● What is asked
Copy out, without changes, the part of the records below that begins with the line containing "of the jacket" and continues through the end of the records, including both ends.

(Entries from a pointing dataset)
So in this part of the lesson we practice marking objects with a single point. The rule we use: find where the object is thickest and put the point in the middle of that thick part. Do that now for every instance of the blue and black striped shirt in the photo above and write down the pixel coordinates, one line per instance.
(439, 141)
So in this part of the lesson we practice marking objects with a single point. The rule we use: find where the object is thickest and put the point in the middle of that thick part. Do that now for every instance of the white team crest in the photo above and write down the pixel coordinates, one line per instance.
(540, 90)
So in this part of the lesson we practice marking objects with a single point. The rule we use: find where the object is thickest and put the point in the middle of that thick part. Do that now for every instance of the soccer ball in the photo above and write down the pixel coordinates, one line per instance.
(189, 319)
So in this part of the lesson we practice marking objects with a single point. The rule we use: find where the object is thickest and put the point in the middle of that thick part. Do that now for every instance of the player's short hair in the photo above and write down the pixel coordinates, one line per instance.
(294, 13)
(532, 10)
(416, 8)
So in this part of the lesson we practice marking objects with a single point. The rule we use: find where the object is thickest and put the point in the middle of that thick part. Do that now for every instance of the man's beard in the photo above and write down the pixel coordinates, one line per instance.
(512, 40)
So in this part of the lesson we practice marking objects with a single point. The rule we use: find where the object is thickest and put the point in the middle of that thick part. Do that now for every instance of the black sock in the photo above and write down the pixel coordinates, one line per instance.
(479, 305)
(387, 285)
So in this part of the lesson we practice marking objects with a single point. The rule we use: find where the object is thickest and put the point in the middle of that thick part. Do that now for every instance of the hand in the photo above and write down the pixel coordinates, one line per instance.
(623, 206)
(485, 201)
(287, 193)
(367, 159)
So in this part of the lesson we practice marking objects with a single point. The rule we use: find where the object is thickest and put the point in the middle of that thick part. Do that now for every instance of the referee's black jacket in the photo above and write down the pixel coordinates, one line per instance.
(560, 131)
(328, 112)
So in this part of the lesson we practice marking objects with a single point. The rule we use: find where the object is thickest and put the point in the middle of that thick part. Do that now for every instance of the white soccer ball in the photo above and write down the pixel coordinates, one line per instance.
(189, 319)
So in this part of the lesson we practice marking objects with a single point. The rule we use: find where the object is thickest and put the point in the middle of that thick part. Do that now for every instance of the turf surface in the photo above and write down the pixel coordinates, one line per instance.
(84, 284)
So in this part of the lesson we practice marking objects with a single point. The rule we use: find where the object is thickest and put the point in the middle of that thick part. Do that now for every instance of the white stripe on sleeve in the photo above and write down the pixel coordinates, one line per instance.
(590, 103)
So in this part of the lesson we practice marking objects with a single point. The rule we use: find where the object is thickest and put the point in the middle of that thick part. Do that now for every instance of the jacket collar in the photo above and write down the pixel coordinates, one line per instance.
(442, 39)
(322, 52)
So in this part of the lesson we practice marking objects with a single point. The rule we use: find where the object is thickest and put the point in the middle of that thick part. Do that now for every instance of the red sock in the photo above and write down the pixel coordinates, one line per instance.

● Completed task
So in this part of the lesson we practice marking objects with a single point. The rule we use: find where the object is thickest and put the point in the middle of that thick part. Do that now for every instance of the jacket collar in the photo above and write down the pixel coordinates, one line per instance.
(442, 39)
(322, 52)
So in this part of the lesson we practice marking objects with a single point. The rule we use: find where the object is thickest and put the point in the middle of that thick part. Do that now for every instance of the red sock in the photo above and write down the pixel coordinates, one line per instance.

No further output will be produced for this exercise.